## WHAT YOU ARE ASKED TO DO
Using the entries that follow, write out the line containing "of the wading", the line containing "of the breaking", and every line between them, exactly and nothing else.

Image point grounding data
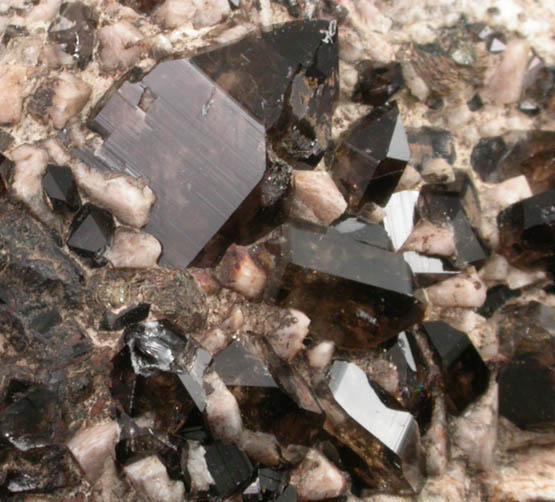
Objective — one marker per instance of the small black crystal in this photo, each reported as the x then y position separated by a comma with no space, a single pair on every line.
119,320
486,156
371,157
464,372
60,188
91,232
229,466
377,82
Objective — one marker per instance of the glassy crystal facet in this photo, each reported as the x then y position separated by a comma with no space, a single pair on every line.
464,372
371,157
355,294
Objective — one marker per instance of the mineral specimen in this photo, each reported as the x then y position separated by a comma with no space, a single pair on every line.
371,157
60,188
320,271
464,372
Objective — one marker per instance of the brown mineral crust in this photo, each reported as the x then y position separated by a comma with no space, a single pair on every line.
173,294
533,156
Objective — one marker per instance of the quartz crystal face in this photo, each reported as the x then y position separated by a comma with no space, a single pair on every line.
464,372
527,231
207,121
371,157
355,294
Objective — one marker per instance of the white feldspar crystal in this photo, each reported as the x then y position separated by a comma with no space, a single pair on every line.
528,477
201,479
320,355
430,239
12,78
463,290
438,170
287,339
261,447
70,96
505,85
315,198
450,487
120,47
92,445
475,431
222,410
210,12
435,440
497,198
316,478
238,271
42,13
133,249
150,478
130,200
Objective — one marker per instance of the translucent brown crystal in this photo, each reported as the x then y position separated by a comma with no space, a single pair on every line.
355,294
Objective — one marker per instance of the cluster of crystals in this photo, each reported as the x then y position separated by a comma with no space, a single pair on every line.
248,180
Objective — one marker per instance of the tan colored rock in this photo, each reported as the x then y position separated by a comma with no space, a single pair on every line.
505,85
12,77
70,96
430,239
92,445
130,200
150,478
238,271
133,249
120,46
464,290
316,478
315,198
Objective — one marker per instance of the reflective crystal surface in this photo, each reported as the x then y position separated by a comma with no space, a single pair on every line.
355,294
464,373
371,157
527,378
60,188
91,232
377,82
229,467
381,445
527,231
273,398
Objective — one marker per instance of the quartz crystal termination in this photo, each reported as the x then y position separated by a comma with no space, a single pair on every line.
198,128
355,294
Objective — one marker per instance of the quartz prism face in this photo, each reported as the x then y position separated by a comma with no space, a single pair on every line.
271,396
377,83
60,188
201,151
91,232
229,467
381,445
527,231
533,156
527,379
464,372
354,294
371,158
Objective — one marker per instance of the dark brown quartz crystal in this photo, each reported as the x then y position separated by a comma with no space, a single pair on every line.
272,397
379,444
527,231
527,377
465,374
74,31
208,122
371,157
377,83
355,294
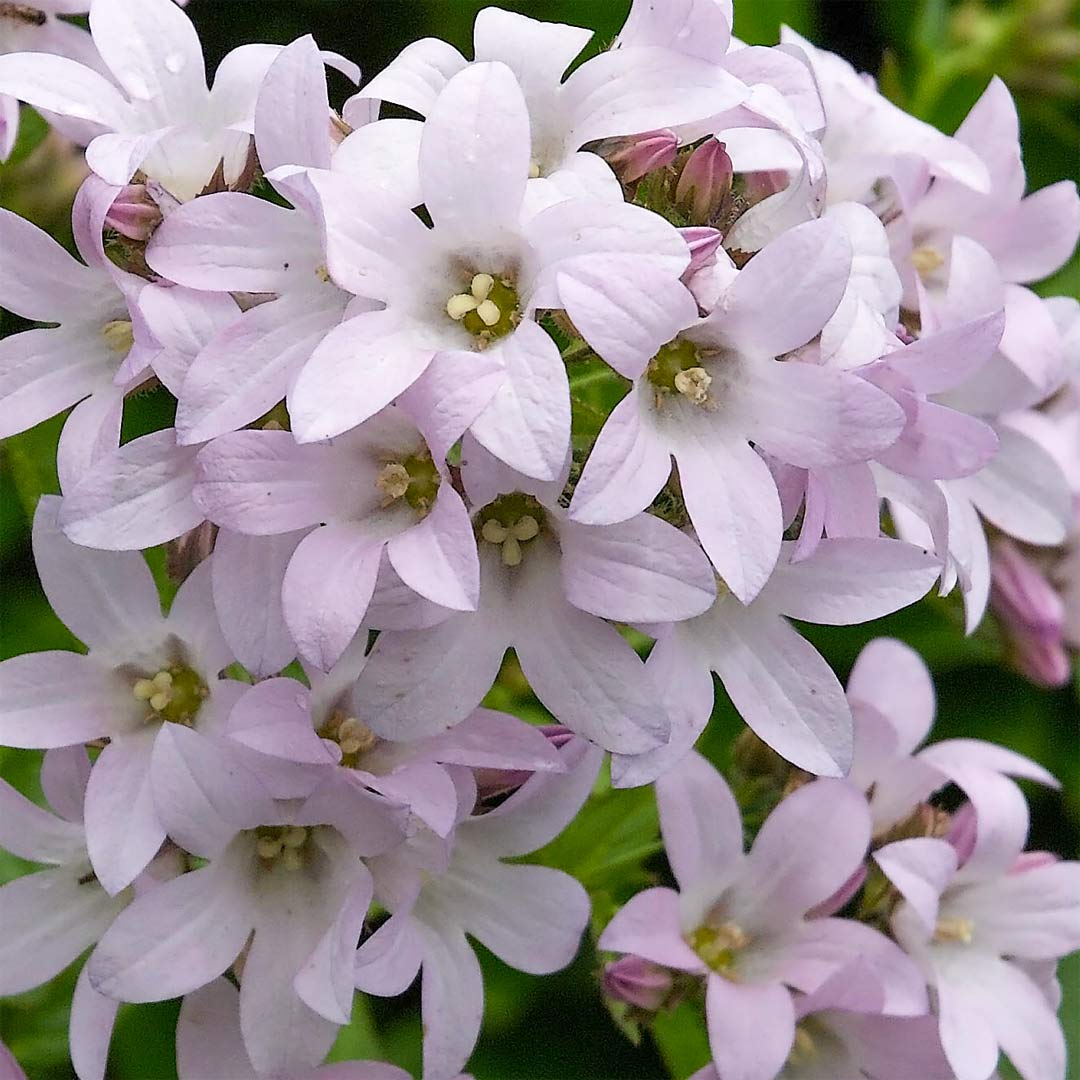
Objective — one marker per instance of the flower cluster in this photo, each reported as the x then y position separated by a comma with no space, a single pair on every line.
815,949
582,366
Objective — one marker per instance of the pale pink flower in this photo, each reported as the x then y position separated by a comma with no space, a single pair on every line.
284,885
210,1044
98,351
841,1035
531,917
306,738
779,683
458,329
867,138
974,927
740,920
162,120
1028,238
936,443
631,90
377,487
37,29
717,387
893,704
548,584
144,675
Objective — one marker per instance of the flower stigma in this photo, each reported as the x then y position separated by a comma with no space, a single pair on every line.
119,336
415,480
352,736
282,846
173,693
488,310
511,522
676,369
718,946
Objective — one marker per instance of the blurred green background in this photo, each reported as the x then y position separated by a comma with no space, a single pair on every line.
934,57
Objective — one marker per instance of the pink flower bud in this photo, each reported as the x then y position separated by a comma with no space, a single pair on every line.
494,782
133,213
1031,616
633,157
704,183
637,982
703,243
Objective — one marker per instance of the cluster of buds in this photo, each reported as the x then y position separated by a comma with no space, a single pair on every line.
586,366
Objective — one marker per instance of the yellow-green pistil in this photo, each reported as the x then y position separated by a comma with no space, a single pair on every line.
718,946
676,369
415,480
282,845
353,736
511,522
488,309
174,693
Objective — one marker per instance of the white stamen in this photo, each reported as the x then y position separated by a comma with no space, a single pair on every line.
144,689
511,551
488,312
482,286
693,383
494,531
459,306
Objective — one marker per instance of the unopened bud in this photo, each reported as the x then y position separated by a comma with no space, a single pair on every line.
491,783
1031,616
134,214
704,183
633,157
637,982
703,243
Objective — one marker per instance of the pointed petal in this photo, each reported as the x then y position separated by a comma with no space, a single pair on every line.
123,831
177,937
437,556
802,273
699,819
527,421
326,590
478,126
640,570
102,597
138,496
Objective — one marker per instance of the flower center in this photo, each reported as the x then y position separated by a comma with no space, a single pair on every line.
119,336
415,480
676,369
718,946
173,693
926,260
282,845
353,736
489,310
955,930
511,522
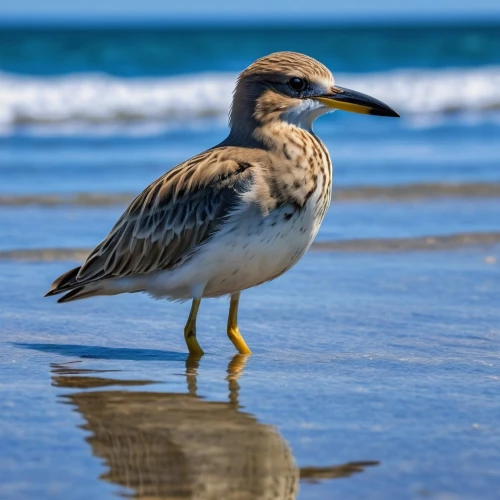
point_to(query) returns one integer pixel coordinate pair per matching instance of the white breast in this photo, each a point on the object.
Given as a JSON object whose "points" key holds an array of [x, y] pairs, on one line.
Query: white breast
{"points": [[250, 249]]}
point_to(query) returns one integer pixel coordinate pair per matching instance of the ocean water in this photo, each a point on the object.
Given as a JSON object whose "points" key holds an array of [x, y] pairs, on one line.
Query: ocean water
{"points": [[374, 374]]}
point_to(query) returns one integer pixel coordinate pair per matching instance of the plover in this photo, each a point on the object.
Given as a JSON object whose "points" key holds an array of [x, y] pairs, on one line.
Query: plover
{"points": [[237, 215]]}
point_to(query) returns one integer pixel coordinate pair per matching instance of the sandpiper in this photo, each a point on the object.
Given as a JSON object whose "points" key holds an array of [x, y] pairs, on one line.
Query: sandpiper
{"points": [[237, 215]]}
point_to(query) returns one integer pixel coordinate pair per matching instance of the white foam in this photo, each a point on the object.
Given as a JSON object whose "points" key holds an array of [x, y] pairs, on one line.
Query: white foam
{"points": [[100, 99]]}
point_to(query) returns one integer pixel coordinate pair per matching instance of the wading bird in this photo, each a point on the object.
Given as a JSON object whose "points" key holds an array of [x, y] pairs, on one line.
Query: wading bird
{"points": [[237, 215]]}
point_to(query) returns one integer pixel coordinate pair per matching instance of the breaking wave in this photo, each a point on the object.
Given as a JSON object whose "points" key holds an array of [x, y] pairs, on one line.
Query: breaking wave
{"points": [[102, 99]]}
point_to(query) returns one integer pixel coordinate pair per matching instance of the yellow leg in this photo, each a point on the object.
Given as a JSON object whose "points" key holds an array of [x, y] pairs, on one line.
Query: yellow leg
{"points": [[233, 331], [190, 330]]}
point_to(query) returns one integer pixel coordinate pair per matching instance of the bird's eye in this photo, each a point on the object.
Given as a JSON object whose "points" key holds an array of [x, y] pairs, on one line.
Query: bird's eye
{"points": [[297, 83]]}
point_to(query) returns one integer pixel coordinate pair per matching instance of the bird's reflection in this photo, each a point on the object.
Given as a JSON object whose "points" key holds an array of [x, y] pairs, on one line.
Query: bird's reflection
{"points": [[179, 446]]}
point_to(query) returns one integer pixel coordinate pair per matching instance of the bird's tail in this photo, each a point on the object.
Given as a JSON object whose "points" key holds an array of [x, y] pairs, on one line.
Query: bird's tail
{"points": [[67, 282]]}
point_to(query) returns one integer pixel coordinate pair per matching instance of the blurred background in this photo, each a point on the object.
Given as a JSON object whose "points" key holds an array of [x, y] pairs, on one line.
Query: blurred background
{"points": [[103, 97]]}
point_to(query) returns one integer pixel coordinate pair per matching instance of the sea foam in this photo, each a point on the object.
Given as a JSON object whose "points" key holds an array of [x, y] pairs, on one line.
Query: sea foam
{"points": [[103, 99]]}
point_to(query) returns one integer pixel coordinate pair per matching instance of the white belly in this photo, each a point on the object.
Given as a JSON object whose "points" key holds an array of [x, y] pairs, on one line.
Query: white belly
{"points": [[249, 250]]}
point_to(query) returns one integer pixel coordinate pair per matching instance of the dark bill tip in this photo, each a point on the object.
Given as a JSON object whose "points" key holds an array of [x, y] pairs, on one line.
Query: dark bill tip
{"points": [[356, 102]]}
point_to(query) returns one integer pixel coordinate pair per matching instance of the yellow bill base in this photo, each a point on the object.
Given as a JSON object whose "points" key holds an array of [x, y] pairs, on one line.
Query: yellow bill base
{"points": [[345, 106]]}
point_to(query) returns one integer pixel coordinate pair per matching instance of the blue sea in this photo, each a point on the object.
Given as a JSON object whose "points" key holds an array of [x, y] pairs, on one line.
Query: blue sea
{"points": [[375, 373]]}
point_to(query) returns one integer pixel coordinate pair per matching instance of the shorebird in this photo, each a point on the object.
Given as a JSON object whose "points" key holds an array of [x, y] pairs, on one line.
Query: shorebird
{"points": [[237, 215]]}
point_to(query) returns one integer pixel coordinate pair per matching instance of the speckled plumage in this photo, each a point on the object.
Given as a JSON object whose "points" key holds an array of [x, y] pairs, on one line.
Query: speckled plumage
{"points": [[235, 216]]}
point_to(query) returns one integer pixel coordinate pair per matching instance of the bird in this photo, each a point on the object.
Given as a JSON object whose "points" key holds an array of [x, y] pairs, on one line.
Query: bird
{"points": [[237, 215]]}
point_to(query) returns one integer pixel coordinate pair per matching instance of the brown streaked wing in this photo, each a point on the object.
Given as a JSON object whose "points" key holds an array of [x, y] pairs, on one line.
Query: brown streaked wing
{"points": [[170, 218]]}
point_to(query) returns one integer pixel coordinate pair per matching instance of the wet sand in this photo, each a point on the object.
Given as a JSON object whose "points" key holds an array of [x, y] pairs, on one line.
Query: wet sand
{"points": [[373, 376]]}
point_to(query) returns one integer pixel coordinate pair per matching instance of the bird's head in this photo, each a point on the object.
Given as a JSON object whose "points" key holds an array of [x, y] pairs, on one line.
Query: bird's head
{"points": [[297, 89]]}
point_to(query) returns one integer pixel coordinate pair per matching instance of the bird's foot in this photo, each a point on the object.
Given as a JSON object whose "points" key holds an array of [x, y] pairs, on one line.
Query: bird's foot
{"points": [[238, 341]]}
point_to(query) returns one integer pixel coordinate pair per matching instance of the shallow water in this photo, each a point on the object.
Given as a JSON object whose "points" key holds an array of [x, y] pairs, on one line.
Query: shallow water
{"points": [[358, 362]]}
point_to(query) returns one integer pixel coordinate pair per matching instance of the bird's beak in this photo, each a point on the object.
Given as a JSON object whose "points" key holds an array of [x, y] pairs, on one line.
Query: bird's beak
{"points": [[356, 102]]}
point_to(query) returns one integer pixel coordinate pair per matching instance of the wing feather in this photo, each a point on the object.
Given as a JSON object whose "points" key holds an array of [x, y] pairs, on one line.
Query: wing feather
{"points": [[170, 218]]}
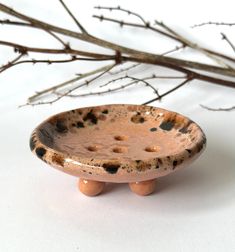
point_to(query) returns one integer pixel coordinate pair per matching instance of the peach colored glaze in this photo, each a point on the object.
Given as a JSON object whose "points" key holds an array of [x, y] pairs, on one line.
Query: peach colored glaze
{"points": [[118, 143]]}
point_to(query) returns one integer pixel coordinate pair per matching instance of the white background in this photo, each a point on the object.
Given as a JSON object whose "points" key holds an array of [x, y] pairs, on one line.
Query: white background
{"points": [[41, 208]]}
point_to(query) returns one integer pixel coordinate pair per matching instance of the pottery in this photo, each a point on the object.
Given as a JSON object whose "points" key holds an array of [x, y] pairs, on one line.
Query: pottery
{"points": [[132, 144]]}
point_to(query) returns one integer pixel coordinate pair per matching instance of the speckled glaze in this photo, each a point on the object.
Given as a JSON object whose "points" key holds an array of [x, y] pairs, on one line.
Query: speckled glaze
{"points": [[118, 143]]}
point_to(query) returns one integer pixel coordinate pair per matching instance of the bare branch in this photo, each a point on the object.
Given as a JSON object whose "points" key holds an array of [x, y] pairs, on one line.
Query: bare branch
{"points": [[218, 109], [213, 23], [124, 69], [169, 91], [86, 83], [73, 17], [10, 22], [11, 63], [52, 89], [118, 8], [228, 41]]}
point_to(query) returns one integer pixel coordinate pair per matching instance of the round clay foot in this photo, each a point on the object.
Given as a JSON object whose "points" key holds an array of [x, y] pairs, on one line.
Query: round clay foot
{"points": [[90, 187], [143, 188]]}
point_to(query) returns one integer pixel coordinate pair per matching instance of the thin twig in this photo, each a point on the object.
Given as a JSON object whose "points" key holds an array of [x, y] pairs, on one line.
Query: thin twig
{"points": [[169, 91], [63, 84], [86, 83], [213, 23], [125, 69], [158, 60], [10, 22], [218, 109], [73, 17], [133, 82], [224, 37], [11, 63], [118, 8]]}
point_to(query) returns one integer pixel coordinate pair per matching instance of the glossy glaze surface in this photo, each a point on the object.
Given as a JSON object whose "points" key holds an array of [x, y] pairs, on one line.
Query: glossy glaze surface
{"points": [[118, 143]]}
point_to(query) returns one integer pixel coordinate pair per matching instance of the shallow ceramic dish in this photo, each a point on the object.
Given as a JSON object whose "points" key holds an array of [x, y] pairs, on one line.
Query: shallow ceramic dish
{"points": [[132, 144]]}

## RESPONSE
point_to(query) returns one integer pixel coordinate pair per matching instance of the wading bird in this photo, each a point on the object.
Given as a JSON object whose "points" key holds an array of [x, y] pairs, on one line.
Query: wading bird
{"points": [[237, 215]]}
point_to(query) returns one integer pixel coordinate pair per matching instance of the breaking wave in this photo, each a point on the object.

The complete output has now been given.